_Task goal_
Instruction for the entries below: return the part that opens with the line containing "box: [298, 201, 304, 222]" and closes with the line containing "291L64 290L62 277L16", exactly, and no pictures.

*** Opening Task material ***

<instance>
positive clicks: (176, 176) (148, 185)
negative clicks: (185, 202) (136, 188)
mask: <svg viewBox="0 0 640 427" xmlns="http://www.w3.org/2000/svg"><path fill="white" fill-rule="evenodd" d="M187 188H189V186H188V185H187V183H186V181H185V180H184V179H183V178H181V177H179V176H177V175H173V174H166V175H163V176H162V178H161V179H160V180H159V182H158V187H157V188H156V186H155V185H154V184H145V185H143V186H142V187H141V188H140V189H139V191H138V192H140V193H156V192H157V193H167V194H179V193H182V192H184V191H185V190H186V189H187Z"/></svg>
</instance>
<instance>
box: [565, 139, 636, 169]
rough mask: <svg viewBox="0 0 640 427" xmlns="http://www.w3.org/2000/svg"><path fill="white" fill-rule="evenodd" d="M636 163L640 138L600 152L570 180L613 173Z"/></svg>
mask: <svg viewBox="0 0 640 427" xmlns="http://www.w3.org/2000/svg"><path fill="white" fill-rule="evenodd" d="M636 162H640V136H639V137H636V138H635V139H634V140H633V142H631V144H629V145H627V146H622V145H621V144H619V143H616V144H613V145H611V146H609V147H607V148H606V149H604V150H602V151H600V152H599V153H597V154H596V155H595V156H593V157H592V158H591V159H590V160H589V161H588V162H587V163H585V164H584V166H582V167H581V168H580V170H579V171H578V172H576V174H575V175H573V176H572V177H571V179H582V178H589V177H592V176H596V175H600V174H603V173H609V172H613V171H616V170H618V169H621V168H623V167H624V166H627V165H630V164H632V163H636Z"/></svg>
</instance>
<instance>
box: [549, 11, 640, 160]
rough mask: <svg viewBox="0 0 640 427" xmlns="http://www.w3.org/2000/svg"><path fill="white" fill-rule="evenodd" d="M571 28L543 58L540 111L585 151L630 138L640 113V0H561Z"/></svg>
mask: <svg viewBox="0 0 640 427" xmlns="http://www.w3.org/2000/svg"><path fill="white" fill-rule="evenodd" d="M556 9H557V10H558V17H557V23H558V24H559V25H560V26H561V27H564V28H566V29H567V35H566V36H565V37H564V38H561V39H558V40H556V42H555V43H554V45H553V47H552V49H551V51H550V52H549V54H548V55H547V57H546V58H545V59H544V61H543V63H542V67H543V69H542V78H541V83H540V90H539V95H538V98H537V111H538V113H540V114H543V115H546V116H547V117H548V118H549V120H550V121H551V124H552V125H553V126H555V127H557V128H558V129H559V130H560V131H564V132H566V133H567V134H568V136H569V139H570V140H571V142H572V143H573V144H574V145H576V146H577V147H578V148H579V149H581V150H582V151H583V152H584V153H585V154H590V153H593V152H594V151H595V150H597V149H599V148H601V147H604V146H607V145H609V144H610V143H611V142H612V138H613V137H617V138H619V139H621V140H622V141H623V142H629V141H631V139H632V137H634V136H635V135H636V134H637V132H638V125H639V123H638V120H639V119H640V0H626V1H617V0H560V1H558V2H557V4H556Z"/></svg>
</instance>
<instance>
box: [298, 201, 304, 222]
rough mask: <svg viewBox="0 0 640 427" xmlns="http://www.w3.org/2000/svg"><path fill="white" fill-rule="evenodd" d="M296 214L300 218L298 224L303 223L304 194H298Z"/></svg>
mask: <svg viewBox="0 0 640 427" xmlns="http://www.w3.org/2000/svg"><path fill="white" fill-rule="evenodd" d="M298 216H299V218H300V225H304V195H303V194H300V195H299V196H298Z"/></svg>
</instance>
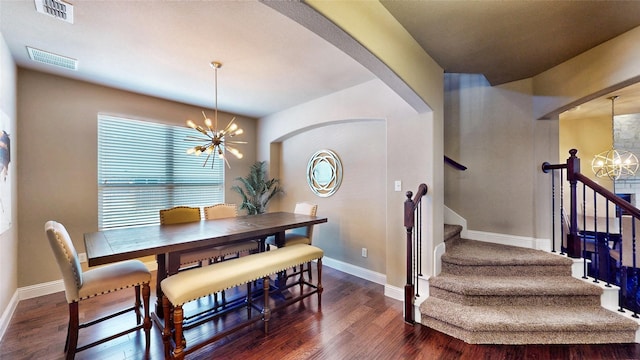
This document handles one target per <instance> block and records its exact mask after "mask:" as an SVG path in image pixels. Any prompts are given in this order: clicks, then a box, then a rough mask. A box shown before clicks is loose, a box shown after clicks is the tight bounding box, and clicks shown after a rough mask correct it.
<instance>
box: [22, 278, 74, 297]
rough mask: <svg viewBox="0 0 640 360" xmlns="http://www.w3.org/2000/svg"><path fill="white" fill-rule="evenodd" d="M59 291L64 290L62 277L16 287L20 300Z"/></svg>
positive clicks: (36, 296) (62, 290)
mask: <svg viewBox="0 0 640 360" xmlns="http://www.w3.org/2000/svg"><path fill="white" fill-rule="evenodd" d="M60 291H64V282H63V281H62V279H60V280H54V281H49V282H46V283H42V284H36V285H31V286H25V287H21V288H19V289H18V294H19V299H20V300H27V299H33V298H36V297H39V296H44V295H49V294H54V293H57V292H60Z"/></svg>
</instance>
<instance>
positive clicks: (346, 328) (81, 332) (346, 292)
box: [0, 266, 640, 360]
mask: <svg viewBox="0 0 640 360" xmlns="http://www.w3.org/2000/svg"><path fill="white" fill-rule="evenodd" d="M323 270H324V271H323V285H324V289H325V291H324V293H323V297H322V312H317V301H316V297H315V296H312V297H311V298H307V299H305V300H304V301H303V302H301V303H299V304H294V305H292V306H289V307H288V308H286V309H284V310H283V311H281V312H278V313H274V314H273V315H272V317H271V321H270V325H269V335H267V336H264V333H263V331H262V326H261V323H257V324H254V325H253V326H250V327H248V328H245V329H244V330H241V331H239V332H237V333H234V334H233V335H231V336H228V337H226V338H224V339H222V340H220V341H218V342H216V343H214V344H211V345H209V346H207V347H205V348H203V349H201V350H199V351H197V352H196V353H193V354H192V356H191V357H188V358H189V359H212V358H217V359H242V360H251V359H256V360H257V359H261V360H262V359H278V360H287V359H331V360H333V359H473V360H478V359H640V344H612V345H526V346H514V345H469V344H466V343H464V342H462V341H460V340H457V339H455V338H452V337H450V336H447V335H445V334H442V333H439V332H437V331H435V330H432V329H429V328H426V327H423V326H421V325H415V326H410V325H407V324H405V323H404V322H403V320H402V303H401V302H400V301H397V300H392V299H390V298H387V297H385V296H384V294H383V287H382V286H381V285H378V284H374V283H371V282H368V281H366V280H362V279H359V278H357V277H354V276H351V275H347V274H344V273H342V272H339V271H337V270H334V269H331V268H329V267H327V266H325V267H324V269H323ZM131 296H132V290H131V291H119V292H117V293H114V294H111V295H108V296H100V297H98V298H96V299H92V300H90V301H89V303H88V304H87V303H83V304H81V306H80V311H81V315H80V316H81V317H84V318H91V317H93V316H95V314H97V313H99V312H101V311H105V310H104V309H109V308H116V307H117V306H118V305H121V301H122V300H123V299H125V300H126V299H129V298H131ZM153 300H154V301H155V298H154V299H153ZM232 321H233V316H229V317H228V318H224V319H219V320H218V321H216V322H214V323H212V324H211V326H210V327H209V328H217V327H220V326H224V324H225V322H227V323H228V322H232ZM120 325H122V322H118V323H116V324H115V325H112V326H107V327H104V328H103V329H99V330H96V331H93V332H92V333H91V334H89V335H90V336H93V335H96V334H97V333H99V332H100V331H109V332H112V331H114V327H118V326H120ZM66 327H67V303H66V301H65V298H64V294H63V293H56V294H51V295H47V296H42V297H39V298H35V299H29V300H24V301H21V302H20V304H19V305H18V308H17V309H16V312H15V314H14V317H13V319H12V320H11V323H10V325H9V328H8V329H7V331H6V333H5V335H4V338H3V339H2V341H1V342H0V359H1V360H13V359H38V360H47V359H63V358H64V354H63V347H64V341H65V336H66ZM208 331H209V330H208V329H203V330H202V336H206V333H207V332H208ZM86 340H87V338H86V336H83V335H82V330H81V337H80V343H81V344H82V343H83V342H84V341H86ZM151 343H152V344H151V345H152V346H151V350H150V357H151V358H152V359H162V358H163V348H162V338H161V336H160V330H159V329H158V328H157V327H155V326H154V328H153V329H152V334H151ZM143 358H145V354H144V335H143V333H142V332H139V333H136V334H132V335H130V336H128V337H123V338H121V339H117V340H113V341H111V342H108V343H105V344H102V345H100V346H98V347H96V348H92V349H88V350H85V351H82V352H80V353H78V355H77V356H76V359H100V360H102V359H105V360H119V359H143Z"/></svg>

*** Closing Task material ***

_Solved problem_
box: [298, 201, 304, 222]
rough mask: <svg viewBox="0 0 640 427" xmlns="http://www.w3.org/2000/svg"><path fill="white" fill-rule="evenodd" d="M296 214L300 218L298 224L303 223L304 194H298Z"/></svg>
mask: <svg viewBox="0 0 640 427" xmlns="http://www.w3.org/2000/svg"><path fill="white" fill-rule="evenodd" d="M298 216H299V218H300V225H304V195H303V194H300V195H299V196H298Z"/></svg>
</instance>
This document handles one target per <instance> block and records its exact mask after "mask:" as an SVG path in image pixels. Any prompts are given in this order: clicks, then a box, then a rough mask. A box shown before clicks is loose, a box shown after clicks is the tight bounding box, and clicks shown after a rough mask correct it.
<instance>
box: [22, 278, 74, 297]
rough mask: <svg viewBox="0 0 640 360" xmlns="http://www.w3.org/2000/svg"><path fill="white" fill-rule="evenodd" d="M59 291L64 290L62 277L16 287L20 300Z"/></svg>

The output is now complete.